▶ DATA EXCERPTS:

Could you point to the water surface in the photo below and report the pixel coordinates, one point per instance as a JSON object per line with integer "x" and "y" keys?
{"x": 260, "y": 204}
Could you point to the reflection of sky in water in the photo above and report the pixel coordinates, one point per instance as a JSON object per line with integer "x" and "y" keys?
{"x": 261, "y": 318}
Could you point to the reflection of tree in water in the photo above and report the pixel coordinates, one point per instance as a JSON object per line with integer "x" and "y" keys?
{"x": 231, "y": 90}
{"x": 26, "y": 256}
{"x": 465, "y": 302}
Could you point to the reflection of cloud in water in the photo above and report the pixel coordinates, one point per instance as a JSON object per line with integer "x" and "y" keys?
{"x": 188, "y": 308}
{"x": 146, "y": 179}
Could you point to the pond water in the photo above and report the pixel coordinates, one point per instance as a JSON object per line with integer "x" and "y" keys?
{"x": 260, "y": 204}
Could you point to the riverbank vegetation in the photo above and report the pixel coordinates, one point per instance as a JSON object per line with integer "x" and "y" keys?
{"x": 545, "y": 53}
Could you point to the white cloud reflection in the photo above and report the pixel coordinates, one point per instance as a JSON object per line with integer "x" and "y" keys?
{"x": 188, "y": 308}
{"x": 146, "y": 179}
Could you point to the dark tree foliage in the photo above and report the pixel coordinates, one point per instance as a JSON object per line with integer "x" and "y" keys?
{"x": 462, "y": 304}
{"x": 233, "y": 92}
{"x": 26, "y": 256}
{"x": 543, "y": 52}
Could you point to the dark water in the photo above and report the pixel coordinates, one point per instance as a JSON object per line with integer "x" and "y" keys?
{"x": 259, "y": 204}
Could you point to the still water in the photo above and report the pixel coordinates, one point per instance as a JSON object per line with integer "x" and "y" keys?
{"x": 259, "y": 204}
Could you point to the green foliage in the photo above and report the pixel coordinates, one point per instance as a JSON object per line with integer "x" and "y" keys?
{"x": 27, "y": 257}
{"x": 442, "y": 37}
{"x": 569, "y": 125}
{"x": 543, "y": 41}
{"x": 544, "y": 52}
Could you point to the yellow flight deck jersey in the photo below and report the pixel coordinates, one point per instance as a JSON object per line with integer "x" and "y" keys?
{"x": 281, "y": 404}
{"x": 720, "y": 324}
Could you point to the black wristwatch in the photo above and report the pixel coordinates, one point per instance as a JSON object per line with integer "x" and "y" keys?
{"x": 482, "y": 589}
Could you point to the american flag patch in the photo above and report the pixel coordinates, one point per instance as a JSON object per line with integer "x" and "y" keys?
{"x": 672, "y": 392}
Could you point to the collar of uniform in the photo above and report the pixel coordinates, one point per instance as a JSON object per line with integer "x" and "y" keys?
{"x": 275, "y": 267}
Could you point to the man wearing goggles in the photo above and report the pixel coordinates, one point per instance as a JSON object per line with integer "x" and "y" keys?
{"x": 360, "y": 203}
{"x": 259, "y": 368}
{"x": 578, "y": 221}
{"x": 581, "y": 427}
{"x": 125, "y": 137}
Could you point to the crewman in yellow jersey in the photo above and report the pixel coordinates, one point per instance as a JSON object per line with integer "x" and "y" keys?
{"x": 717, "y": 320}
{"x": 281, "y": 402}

▶ WRITTEN TASK: Copy out each record exactly as given, omitting none.

▶ WRITTEN REPLY:
Could you point to the water surface in the photo below and report the pixel coordinates, one point per instance as a JSON object per line with integer "x" and "y" keys?
{"x": 260, "y": 204}
Could you point to the reflection of sky in water in the photo above and report the pixel coordinates, one point per instance as a JSON object per line with integer "x" and "y" keys?
{"x": 261, "y": 318}
Could you point to the reflection of tree in water in the photo above and report the pixel coordinates, one point per instance as a JSON object per line with integer "x" and "y" keys?
{"x": 231, "y": 90}
{"x": 26, "y": 256}
{"x": 465, "y": 302}
Could you point to the reflection of cloud in water in the photo above and report the pixel coordinates, one point per instance as a JSON object per line with integer "x" and "y" keys?
{"x": 188, "y": 308}
{"x": 146, "y": 179}
Could you point to the pond water in the photo above and report the pixel coordinates, one point per instance as a JSON object per line with integer "x" and "y" keys?
{"x": 260, "y": 204}
Could you point to the riverbank vegetation in the photo above and report the pixel coordinates, one point per instance as a JSON object per line with integer "x" and "y" keys?
{"x": 545, "y": 53}
Could you point to the white cloud reflection in the photo above and report the pixel coordinates, one point per instance as a JSON object per line with integer "x" and "y" keys?
{"x": 188, "y": 308}
{"x": 146, "y": 179}
Could you point to the dark tree foliage in the photo above and report the pixel coordinates, one point per instance as a JSON object per line with integer "x" and "y" keys?
{"x": 462, "y": 304}
{"x": 233, "y": 92}
{"x": 26, "y": 256}
{"x": 543, "y": 52}
Could you point to the dark water in the photo above and report the pixel coordinates, one point per instance as a JSON object per line with integer "x" and "y" keys?
{"x": 259, "y": 204}
Could you point to the still water in the photo above and report the pixel coordinates, one point per instance as a JSON object per line with integer "x" and "y" keys?
{"x": 259, "y": 204}
Could you point to the green foliage in the photo above and report the pixel coordinates, one point per instance as a JSON object per line with integer "x" and "y" keys?
{"x": 27, "y": 257}
{"x": 442, "y": 37}
{"x": 569, "y": 125}
{"x": 543, "y": 41}
{"x": 544, "y": 52}
Could you point to the yellow flight deck jersey in the photo below and report the pixel coordinates, one point per instance as a JSON object per line with integer "x" and "y" keys?
{"x": 281, "y": 404}
{"x": 720, "y": 324}
Could you point to the black wristwatch in the photo above and report the pixel coordinates, one point per instance as a JSON object per line with integer "x" and "y" keys?
{"x": 482, "y": 589}
Could you point to the american flag patch in the photo above and report the pixel coordinates, one point per instance as a JSON object per line with integer "x" and "y" keys?
{"x": 672, "y": 392}
Could you point to the collar of uniform in the photo above and report the pixel coordinates, one point per instance as a JSON object per line with integer "x" and "y" keys?
{"x": 275, "y": 267}
Could you point to the man wearing goggles in the photo above and report the pixel coordinates, one point per instance as a JSON object per line with integer "x" and "y" keys?
{"x": 360, "y": 203}
{"x": 259, "y": 368}
{"x": 578, "y": 221}
{"x": 581, "y": 427}
{"x": 125, "y": 137}
Could you point to the crewman in yellow jersey in the photo above and report the pixel coordinates, one point per instance as a JSON object per line with integer "x" and "y" keys?
{"x": 717, "y": 320}
{"x": 281, "y": 402}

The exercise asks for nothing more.